- **Aufgabe 1**
Ändere in den Zeilen am Ende, nicht im Textauszug, „side table“ zu „coffee table“ und gib diese Zeilen sonst unverändert wieder.

----- Textauszug -----

Er war zur See gefahren und hatte die Welt gesehen. Er hatte sie geliebt, die weißen Schiffe seiner Reederei, die Santa Rosa, die Santa Anna und all die anderen. Und er hatte die schönsten Frauen geliebt, natürlich. Wie viele es wirklich waren, und wie schön, wer weiß das schon. Seemansgarn. Ein Bild von einem Mann war er, das ist gewiss, stattliche Figur, immer gepflegt und korrekt gekleidet, mit besten Manieren, blitzgescheit. Und ein brillanter Erzähler – wenn auch im Laufe der Zeit Wahrheit und Dichtung manchmal durcheinander gerieten. Gelegentlich war es, als wolle sich der Mann hinter seinen Geschichten verbergen.

Er verließ Hamburg und arbeitet bei verschiedenen Firmen in Westdeutschland. Seine Biografie bekam irgendwann Risse, sein Auftritt wurde unsicherer. Anfang der Neunziger kam er nach Berlin.

Zunächst wohnte er zur Untermiete, vier Treppen hoch. Die bereiteten ihm Probleme, denn er aß gern und zu viel. Aber das Zimmer gefiel ihm – und seine Vermieterin Anna auch. Es schien, als könne sich da was anbahnen. Silvester feierten sie gemeinsam auf dem Balkon, er, in Kaschmirpullover und englischem Jackett, warf Böller in die Luft und sang lauthals „Winds of Change“. Sie entdeckten ihre gemeinsame Vorliebe für das Köln-Konzert von Keith Jarrett und für Cola „mit Geschmack“. Und immer öfter erwartete er sie mit einem Drink, wenn sie von der Arbeit nach Hause kam. Sie lud ihn ins Theater und zu Partys bei Freunden ein, er nannte sie „Stern von Wilmersdorf“.

-----

- **Aufgabe 2**
Beantworte anhand des Textauszugs die folgenden Fragen.
(a) Welche zwei Schiffe der Reederei werden mit Namen genannt?
(b) Wann kam er nach Berlin?
(c) Wie nannte er seine Vermieterin Anna?

----- Eingabedaten -----

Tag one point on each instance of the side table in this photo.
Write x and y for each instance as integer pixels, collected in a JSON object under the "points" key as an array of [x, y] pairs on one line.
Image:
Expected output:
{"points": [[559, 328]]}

-----

- **Ausgabe 1**
Tag one point on each instance of the coffee table in this photo.
Write x and y for each instance as integer pixels, collected in a JSON object under the "points" key as an array of [x, y] pairs on one line.
Image:
Expected output:
{"points": [[559, 328]]}

- **Ausgabe 2**
(a) Die Santa Rosa und die Santa Anna.
(b) Anfang der Neunziger.
(c) „Stern von Wilmersdorf“.